Shape boundary entries
▼
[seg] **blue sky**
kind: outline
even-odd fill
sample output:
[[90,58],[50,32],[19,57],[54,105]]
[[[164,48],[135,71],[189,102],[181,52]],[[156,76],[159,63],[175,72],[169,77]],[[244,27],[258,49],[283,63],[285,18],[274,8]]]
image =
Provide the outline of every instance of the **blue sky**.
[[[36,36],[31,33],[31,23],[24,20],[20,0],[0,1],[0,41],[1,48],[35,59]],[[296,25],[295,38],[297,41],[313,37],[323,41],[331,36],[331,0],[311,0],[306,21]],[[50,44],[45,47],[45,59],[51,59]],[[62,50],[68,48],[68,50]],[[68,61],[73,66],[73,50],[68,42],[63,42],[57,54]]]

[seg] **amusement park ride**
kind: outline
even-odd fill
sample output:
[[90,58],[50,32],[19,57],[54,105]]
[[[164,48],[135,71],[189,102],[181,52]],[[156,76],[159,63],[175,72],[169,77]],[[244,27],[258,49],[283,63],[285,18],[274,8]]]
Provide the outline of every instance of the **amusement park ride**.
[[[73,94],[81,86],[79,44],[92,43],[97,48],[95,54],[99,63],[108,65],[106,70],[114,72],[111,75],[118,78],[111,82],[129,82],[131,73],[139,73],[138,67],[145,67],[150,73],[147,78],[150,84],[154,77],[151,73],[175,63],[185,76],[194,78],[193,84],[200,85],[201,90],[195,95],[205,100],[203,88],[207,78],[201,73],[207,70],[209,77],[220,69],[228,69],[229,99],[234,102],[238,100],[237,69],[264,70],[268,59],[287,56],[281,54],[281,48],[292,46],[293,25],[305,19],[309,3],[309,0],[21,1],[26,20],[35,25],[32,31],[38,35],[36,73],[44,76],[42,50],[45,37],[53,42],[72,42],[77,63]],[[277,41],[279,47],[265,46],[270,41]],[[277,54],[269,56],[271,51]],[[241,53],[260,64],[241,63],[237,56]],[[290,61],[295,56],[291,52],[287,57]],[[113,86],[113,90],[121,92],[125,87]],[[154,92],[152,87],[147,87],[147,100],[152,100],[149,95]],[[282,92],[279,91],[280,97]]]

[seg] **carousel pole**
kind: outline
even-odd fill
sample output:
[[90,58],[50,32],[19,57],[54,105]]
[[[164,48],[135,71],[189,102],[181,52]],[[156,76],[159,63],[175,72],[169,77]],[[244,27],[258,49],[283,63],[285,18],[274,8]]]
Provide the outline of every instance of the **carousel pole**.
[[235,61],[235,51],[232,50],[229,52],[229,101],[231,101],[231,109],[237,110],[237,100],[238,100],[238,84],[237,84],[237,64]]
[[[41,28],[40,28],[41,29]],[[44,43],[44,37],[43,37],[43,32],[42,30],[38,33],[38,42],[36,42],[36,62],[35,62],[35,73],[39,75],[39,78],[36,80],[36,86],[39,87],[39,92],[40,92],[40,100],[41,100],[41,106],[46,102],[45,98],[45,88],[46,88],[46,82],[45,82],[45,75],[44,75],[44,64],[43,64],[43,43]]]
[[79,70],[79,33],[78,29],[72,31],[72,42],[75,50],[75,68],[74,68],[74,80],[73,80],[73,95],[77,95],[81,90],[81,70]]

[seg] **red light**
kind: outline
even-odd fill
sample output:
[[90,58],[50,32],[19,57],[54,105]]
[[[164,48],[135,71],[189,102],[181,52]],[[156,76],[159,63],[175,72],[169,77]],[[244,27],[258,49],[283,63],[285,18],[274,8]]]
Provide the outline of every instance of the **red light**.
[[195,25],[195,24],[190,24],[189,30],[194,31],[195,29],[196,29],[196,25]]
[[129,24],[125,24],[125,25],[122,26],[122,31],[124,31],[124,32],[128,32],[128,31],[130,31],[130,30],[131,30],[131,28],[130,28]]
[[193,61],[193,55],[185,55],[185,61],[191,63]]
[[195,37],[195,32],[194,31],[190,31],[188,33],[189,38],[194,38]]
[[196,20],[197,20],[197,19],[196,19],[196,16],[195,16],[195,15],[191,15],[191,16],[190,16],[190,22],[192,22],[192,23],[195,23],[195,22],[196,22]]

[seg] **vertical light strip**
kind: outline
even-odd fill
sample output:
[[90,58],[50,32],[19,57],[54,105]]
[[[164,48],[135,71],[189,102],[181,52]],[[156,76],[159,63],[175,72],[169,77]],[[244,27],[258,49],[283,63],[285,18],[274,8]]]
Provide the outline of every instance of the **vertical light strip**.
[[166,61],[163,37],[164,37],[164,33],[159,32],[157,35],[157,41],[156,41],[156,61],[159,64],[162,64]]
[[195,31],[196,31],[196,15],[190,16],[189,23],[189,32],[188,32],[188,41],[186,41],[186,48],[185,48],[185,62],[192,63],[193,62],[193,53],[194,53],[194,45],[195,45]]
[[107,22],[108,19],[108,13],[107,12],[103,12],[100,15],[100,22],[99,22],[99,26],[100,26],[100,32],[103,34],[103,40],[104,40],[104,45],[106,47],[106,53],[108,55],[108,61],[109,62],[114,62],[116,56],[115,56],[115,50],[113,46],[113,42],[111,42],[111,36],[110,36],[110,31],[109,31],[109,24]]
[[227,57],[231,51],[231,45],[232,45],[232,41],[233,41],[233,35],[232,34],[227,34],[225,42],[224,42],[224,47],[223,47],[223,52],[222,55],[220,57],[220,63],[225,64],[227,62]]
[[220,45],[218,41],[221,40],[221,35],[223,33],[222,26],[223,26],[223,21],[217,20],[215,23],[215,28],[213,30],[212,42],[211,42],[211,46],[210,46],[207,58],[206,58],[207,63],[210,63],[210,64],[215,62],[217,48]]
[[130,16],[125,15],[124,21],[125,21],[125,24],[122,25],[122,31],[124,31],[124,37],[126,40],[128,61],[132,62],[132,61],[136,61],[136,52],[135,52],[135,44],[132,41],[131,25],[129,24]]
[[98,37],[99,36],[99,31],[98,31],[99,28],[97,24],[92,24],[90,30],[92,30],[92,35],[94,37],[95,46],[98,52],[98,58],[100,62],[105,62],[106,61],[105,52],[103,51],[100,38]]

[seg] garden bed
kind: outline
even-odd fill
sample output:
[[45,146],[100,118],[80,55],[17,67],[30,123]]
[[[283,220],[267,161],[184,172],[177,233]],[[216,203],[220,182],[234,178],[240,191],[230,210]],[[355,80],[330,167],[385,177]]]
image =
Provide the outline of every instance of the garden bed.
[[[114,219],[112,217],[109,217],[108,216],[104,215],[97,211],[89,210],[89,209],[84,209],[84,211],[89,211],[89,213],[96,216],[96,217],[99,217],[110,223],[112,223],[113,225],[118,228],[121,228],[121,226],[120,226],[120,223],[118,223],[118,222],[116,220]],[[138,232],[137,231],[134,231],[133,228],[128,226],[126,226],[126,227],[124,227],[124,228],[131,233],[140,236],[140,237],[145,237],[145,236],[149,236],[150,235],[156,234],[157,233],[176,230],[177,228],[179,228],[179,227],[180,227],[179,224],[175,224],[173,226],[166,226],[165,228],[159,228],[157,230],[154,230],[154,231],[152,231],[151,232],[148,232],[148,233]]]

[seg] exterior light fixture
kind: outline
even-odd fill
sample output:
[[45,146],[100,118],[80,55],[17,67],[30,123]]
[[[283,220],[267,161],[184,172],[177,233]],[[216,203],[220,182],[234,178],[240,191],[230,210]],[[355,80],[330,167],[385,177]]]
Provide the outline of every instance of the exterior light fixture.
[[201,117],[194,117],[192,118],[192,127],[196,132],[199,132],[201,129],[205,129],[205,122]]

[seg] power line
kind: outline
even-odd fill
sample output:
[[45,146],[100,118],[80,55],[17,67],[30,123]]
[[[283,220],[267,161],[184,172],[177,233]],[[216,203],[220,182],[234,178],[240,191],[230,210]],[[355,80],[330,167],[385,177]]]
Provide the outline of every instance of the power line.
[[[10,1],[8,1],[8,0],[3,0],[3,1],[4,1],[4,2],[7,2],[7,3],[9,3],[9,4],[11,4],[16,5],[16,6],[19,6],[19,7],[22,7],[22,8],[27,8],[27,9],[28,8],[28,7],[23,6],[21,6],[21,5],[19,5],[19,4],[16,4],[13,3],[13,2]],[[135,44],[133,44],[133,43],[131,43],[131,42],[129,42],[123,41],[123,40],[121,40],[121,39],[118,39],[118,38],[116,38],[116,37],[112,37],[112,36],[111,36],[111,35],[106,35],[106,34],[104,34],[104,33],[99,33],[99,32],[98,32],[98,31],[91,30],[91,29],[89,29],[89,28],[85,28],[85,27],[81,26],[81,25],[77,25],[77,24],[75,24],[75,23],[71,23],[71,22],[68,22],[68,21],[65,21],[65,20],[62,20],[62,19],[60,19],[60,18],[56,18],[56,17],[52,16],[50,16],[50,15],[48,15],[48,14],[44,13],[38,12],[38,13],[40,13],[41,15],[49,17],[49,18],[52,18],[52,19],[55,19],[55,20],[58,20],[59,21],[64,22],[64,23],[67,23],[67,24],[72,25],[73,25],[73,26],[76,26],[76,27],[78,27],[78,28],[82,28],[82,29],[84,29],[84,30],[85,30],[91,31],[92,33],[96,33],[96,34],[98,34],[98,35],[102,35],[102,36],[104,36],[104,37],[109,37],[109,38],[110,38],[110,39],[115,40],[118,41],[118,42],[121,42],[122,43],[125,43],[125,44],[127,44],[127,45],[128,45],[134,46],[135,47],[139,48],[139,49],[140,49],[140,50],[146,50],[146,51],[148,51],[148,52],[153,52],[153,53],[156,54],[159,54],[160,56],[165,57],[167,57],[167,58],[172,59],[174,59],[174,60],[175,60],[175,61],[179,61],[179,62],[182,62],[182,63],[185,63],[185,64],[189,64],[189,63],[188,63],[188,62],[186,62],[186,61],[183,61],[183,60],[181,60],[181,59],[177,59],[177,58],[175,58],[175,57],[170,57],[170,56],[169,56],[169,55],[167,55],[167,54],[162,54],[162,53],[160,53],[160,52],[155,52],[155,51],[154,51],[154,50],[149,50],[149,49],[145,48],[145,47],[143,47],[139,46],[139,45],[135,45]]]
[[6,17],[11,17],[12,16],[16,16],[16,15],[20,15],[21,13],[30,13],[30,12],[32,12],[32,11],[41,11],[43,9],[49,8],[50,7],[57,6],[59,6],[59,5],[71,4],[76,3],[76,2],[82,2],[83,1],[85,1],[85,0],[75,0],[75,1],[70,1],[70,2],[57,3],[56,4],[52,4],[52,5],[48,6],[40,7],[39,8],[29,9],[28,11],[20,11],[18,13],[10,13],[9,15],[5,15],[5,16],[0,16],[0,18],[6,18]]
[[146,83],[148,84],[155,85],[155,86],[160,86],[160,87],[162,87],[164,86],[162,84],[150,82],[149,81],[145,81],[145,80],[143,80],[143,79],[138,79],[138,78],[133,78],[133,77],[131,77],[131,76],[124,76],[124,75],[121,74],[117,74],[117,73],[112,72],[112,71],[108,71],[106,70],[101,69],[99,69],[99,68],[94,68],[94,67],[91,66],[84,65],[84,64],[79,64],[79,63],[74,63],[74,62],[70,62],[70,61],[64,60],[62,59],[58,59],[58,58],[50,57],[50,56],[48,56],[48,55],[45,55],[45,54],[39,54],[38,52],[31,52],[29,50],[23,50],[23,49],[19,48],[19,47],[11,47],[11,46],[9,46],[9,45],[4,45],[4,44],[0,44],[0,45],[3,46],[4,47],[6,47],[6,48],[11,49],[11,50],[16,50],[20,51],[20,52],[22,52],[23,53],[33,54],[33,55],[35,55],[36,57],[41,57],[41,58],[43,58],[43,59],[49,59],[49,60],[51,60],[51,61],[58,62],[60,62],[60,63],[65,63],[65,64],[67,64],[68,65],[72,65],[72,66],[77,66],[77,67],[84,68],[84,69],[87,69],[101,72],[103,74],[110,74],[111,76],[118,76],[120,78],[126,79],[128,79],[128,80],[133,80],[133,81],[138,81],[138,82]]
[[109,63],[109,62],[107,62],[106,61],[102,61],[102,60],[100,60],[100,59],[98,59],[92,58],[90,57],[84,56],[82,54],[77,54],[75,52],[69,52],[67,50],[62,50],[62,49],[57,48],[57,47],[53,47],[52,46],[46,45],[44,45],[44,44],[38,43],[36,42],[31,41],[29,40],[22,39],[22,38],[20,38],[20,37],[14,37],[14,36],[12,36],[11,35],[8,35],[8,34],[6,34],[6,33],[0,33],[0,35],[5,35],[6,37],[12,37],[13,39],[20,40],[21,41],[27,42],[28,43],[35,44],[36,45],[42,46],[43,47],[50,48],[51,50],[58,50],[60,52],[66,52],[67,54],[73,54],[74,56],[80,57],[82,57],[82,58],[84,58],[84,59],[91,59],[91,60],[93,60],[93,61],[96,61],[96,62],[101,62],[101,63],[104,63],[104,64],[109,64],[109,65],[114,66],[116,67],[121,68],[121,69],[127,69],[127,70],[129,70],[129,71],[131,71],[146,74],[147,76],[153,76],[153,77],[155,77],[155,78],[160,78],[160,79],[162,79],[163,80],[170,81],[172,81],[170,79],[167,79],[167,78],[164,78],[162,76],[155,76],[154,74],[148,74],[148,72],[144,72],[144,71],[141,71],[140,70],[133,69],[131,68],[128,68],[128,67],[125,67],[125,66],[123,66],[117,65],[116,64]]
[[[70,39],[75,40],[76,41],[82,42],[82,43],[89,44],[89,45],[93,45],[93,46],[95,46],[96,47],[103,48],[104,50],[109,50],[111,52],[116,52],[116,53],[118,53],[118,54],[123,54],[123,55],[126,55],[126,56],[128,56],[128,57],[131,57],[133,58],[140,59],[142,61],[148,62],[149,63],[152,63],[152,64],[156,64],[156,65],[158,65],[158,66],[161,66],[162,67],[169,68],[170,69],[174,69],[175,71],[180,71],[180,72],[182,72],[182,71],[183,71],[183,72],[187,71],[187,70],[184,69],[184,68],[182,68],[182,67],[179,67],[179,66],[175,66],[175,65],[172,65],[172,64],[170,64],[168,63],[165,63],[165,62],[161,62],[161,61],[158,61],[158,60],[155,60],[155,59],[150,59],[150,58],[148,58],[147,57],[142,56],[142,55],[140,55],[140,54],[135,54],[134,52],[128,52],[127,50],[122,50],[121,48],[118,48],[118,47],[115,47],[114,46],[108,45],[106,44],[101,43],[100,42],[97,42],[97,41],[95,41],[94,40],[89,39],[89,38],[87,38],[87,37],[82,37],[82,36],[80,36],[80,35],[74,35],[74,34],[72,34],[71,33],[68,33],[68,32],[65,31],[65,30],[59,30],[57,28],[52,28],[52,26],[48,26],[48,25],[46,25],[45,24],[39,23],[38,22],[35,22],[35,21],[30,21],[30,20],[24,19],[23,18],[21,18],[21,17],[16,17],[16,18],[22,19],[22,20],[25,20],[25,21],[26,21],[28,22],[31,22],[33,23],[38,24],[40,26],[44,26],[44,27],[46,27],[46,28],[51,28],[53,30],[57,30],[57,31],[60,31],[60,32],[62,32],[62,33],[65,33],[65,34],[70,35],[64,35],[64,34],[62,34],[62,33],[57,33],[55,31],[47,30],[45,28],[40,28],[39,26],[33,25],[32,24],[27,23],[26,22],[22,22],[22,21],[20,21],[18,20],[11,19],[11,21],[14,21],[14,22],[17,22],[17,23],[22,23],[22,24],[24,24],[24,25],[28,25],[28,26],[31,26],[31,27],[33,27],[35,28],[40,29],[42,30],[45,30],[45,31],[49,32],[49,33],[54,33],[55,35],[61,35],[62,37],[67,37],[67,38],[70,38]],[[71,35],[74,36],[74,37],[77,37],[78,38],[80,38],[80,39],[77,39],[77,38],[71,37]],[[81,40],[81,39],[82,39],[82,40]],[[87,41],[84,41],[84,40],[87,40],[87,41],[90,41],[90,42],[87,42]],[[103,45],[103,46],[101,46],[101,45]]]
▲
Request: Please list every line of the records above that contains the string "exterior", with case counting.

Output below:
[seg] exterior light fixture
Provide the outline of every instance of the exterior light fixture.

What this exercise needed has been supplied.